▶ _Stated problem_
Return all of the records below, copying every line word for word without changes.

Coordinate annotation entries
----------------------------------------
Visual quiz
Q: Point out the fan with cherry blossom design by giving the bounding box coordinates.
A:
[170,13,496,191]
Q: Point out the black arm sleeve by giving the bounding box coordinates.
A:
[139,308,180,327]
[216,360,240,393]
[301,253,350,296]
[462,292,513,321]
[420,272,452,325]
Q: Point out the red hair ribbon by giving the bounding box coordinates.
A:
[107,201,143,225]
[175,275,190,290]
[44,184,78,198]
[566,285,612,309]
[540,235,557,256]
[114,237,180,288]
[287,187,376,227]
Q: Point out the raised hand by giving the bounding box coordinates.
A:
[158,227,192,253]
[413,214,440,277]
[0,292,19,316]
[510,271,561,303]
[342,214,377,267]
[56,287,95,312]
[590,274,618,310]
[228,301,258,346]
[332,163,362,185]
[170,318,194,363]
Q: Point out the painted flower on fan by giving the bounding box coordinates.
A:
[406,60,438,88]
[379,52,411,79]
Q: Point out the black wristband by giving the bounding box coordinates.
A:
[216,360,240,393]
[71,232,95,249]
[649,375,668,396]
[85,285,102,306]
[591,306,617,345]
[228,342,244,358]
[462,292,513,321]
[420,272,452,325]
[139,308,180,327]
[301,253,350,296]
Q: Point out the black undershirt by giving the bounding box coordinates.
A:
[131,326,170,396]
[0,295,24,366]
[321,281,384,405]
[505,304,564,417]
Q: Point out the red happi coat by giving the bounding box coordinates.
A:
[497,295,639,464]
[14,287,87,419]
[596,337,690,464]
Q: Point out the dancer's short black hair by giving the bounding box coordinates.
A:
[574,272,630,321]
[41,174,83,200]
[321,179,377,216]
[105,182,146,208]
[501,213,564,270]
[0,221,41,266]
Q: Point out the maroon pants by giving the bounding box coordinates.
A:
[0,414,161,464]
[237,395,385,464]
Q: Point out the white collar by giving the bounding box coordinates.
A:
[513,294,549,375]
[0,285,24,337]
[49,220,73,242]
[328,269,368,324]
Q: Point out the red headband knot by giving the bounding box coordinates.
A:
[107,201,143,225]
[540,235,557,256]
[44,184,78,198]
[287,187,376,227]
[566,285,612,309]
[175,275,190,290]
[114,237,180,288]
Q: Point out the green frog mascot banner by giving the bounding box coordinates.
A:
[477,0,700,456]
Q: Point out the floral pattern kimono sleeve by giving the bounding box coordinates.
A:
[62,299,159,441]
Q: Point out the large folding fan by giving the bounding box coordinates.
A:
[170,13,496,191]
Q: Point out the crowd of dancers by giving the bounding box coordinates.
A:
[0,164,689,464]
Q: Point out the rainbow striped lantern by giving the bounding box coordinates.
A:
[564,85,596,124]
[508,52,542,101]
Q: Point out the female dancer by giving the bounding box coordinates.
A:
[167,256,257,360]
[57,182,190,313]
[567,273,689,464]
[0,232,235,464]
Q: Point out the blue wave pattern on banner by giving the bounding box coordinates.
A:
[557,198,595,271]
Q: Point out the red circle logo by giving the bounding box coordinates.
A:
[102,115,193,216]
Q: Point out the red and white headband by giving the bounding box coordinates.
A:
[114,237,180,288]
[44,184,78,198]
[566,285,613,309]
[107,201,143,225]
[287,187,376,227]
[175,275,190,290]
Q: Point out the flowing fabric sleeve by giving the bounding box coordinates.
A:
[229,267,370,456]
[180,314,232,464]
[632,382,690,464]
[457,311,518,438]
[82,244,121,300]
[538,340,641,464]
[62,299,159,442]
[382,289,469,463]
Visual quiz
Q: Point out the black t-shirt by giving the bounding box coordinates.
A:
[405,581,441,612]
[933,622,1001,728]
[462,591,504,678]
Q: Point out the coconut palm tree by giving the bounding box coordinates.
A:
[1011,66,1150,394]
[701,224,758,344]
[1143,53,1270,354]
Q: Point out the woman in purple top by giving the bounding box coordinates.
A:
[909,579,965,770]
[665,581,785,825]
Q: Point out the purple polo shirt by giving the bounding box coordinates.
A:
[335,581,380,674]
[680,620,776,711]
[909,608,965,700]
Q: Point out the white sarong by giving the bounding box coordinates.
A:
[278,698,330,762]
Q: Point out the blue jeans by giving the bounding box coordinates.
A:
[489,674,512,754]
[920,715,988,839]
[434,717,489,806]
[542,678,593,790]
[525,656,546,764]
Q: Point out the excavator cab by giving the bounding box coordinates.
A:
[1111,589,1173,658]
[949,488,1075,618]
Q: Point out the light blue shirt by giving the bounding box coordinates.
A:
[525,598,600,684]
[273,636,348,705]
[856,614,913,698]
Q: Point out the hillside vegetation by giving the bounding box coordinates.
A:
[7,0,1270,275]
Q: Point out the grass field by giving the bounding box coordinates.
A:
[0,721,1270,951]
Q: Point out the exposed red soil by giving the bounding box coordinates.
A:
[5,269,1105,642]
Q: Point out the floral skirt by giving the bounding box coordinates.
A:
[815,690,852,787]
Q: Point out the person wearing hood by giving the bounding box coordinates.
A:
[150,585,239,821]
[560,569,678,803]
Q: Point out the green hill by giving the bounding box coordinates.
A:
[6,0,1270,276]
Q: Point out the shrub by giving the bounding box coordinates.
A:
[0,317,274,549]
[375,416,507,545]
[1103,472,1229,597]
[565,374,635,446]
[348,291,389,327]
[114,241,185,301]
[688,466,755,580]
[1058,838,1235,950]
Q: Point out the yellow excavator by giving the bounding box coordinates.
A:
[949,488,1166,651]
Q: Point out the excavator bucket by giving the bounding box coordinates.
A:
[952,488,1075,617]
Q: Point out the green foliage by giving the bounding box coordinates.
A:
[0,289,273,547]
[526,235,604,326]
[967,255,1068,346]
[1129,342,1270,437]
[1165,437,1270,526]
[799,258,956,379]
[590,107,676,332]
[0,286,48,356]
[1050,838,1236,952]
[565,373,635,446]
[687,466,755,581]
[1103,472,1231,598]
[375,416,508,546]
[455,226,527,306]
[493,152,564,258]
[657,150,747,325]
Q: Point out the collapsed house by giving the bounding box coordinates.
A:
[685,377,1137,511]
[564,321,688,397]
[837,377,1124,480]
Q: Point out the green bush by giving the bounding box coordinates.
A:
----------------------------------------
▶ _Task result_
Visual quiz
Q: Point out the fan with cherry blossom design by giving the bounding box coordinates.
A:
[170,13,496,191]
Q: Point out the black arm sleeve by giving the bounding box coordinates.
A:
[139,308,180,327]
[216,360,240,393]
[301,253,350,296]
[462,292,513,321]
[420,272,452,325]
Q: Point out the red hair ribbon by giving the bounding box coordinates.
A:
[107,201,143,225]
[175,275,190,290]
[44,184,78,198]
[566,285,612,309]
[540,235,557,256]
[114,237,180,288]
[287,187,376,227]
Q: Point out the raised hand by giving the bounding box coordinates.
A:
[158,227,192,253]
[413,214,440,277]
[0,292,19,316]
[510,271,561,303]
[342,214,377,267]
[56,287,95,312]
[590,274,618,310]
[228,301,258,346]
[332,163,362,185]
[170,318,194,363]
Q: Point out the painted flower on fan by giving the bounding box coordinates.
A:
[406,60,438,88]
[379,52,411,79]
Q: Point out the black wristband by giving the bounding box coordinates.
A:
[216,360,240,393]
[71,232,95,249]
[649,375,668,396]
[85,285,102,306]
[591,306,617,345]
[228,342,244,358]
[462,292,513,321]
[420,272,452,325]
[139,308,180,327]
[301,253,350,296]
Q: Point out the black undershirt by giving the bounding box coordinates.
A:
[131,326,170,396]
[0,295,24,366]
[321,281,384,405]
[505,304,564,417]
Q: Point out the red happi coat by giving the bounding box coordinates.
A:
[497,295,639,464]
[14,287,87,419]
[596,337,690,464]
Q: Point out the dancer's short black hair by giving the bounding box coordinates.
A:
[574,272,630,321]
[41,174,83,200]
[321,179,377,216]
[105,182,146,208]
[501,213,564,270]
[0,221,41,266]
Q: Point out the maroon pants by giving the bounding box coordinates.
A:
[0,414,161,464]
[237,395,385,464]
Q: Point out the white collar by giving the bounding box coordinates.
A:
[513,294,549,375]
[0,285,24,337]
[49,220,73,242]
[328,269,368,324]
Q: Point out the red headband knot by giving the bounding box coordinates.
A:
[107,201,143,225]
[540,235,557,256]
[44,184,78,198]
[287,187,376,227]
[566,285,612,309]
[175,275,190,290]
[114,237,180,288]
Q: Point out the green frog mascot banner by giving the bounding box coordinates.
A:
[477,0,700,456]
Q: Point out the floral pattern kimono sleeve by giving the bounding box coordinates.
A:
[62,299,159,441]
Q: Point out the large folding fan by giving the bounding box coordinates.
A:
[170,13,496,191]
Q: Point out the crowd of dancers by giving the bounding box coordinates.
A:
[0,164,689,464]
Q: Point out the rainbow striped lantern by giving the bounding box coordinates.
A:
[564,85,596,124]
[508,52,542,101]
Q: Point out the female dancer by giving the bounding box coordinates.
A:
[167,256,257,360]
[57,182,190,313]
[567,273,689,464]
[0,232,235,464]
Q: Point out the blue wave pattern on banner by giving the bounding box coordinates.
A:
[557,198,595,271]
Q: Point out the red circle logo by giving the bounding box coordinates.
A:
[102,115,193,216]
Q: Point out the red and white headband by giving the bounding box coordinates.
A:
[114,237,180,288]
[44,184,78,198]
[566,285,613,309]
[107,201,143,225]
[287,187,376,227]
[175,275,190,290]
Q: Point out the flowing fabric sleeve by giving the bounding box coordinates.
A:
[229,267,370,456]
[180,314,232,464]
[632,382,690,464]
[457,311,518,438]
[82,244,121,300]
[538,340,641,464]
[62,299,159,442]
[382,289,469,463]
Visual quiz
Q: Point out the black t-shirt by giving the bounding box coordinates.
A:
[405,581,441,612]
[933,622,1001,728]
[462,591,504,678]
Q: Point out the coconut palm tree by giving the bounding box coordinates.
A:
[1011,66,1150,394]
[701,224,758,344]
[1143,53,1270,354]
Q: Point out the woman in purple top by giving the bounding box coordinates.
A:
[909,579,965,770]
[665,581,785,825]
Q: Point out the purple polo shirt by giving the bounding box coordinates.
A:
[335,581,380,674]
[680,620,776,711]
[909,608,965,700]
Q: Point out the white sarong by giving the bounding box coordinates.
A:
[278,698,330,762]
Q: Point out the blue jeans by giving the bounding box coordinates.
A:
[489,674,512,754]
[920,715,988,839]
[434,717,489,806]
[542,678,593,790]
[525,656,546,764]
Q: Point out the excavator cab by giving the bounding box coordinates.
A:
[1111,589,1173,658]
[949,488,1075,618]
Q: Point out the light blue shirt by giving the bounding box coordinates.
A:
[525,598,600,684]
[273,636,348,705]
[856,614,913,698]
Q: Point out the hillside vegetation by giving the bounding box coordinates.
A:
[7,0,1270,275]
Q: Point out the grass field by giving the bounding box coordinates.
A:
[0,721,1270,951]
Q: Point out the exposed red soil by giving the bounding box coordinates.
A:
[5,269,1105,642]
Q: Point out the floral skirt by giving the bounding box coordinates.
A:
[815,690,852,787]
Q: Point out the person wearing hood by giving the bounding box coordinates.
A:
[150,585,239,821]
[560,569,678,803]
Q: Point out the green hill by giving the bounding box coordinates.
A:
[6,0,1270,276]
Q: Point out the shrub by giving the bounding box coordinates.
A:
[0,317,274,549]
[375,416,507,545]
[1103,472,1229,597]
[565,374,635,446]
[348,291,389,327]
[114,241,185,301]
[688,466,755,580]
[1058,838,1235,950]
Q: Point out the yellow excavator by giving the bounding box coordinates.
A:
[949,488,1166,651]
Q: Point out the excavator bucket by giving the bounding box coordinates.
A:
[952,488,1075,617]
Q: Point out the green foliage by giving the bounding box coordinates.
A:
[0,289,273,547]
[526,235,604,326]
[967,255,1068,346]
[1129,342,1270,437]
[1165,437,1270,526]
[799,258,956,379]
[590,107,676,332]
[0,286,48,356]
[1050,838,1236,952]
[565,373,635,446]
[687,466,755,581]
[1103,472,1231,598]
[375,416,508,546]
[455,226,527,306]
[493,152,564,258]
[657,150,747,325]
Q: Point out the collapsed house by giving the bounding box coordinates.
A:
[685,377,1137,511]
[564,321,688,397]
[837,377,1124,480]
Q: Point out the green bush by giving the bounding box coordinates.
A:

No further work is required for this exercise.